_Exercise objective_.
Find each line in the items below that contains the word "task", and copy those lines out in full.

_Supplied records_.
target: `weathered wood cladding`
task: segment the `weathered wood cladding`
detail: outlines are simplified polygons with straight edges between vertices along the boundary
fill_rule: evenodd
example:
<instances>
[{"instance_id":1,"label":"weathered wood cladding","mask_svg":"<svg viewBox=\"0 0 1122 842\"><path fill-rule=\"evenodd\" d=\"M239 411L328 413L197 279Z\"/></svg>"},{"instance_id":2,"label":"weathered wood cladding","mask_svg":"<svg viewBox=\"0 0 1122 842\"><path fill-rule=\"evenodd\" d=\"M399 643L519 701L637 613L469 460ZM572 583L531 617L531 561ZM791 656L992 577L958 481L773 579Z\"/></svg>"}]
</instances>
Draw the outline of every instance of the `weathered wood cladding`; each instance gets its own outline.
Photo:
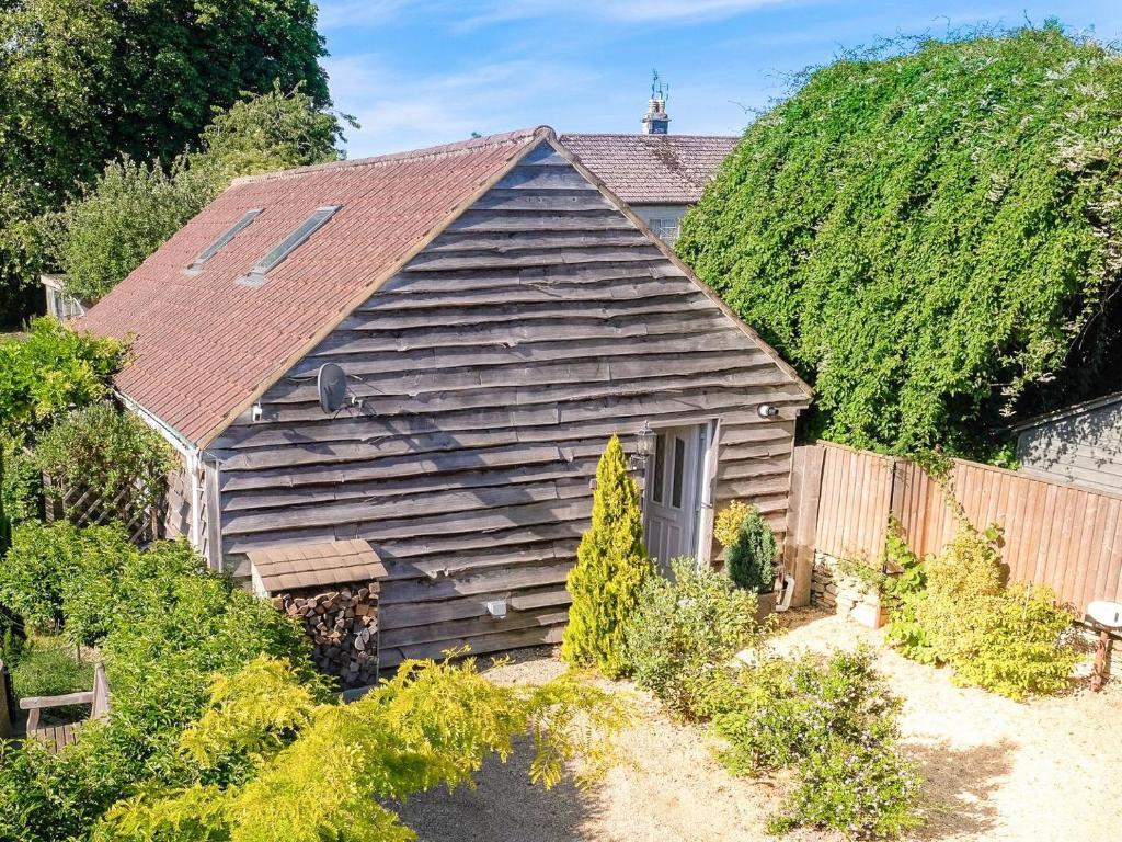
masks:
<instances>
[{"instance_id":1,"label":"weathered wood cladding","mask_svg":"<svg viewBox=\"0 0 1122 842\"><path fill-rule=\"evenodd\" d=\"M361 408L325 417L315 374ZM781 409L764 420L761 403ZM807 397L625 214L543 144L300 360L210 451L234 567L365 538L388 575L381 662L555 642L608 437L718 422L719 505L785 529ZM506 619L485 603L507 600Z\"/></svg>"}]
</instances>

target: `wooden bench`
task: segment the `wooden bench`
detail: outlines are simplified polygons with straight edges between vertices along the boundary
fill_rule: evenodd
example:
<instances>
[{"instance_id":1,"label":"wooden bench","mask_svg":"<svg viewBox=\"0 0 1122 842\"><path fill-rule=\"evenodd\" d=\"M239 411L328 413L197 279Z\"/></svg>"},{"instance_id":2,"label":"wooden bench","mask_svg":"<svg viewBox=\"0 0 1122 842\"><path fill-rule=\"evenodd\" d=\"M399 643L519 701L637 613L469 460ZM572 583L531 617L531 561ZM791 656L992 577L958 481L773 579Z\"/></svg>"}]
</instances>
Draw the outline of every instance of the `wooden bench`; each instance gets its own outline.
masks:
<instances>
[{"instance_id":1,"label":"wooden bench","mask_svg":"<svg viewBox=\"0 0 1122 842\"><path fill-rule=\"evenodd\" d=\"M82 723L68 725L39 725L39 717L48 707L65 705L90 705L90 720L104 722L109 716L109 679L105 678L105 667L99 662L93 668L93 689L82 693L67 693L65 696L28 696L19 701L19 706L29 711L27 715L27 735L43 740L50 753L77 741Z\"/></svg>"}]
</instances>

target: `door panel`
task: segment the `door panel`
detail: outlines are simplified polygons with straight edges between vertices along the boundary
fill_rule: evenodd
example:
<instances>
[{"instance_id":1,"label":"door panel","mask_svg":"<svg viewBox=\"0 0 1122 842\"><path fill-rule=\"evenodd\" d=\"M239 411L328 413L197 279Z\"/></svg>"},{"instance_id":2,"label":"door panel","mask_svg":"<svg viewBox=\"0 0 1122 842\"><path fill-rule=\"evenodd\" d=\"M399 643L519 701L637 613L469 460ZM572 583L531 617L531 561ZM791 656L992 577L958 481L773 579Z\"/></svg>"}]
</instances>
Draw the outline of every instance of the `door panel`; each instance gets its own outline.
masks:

_Problem solution_.
task: segment the `weathered wood cladding`
task: segment the `wooden bench`
task: segment the `door panel`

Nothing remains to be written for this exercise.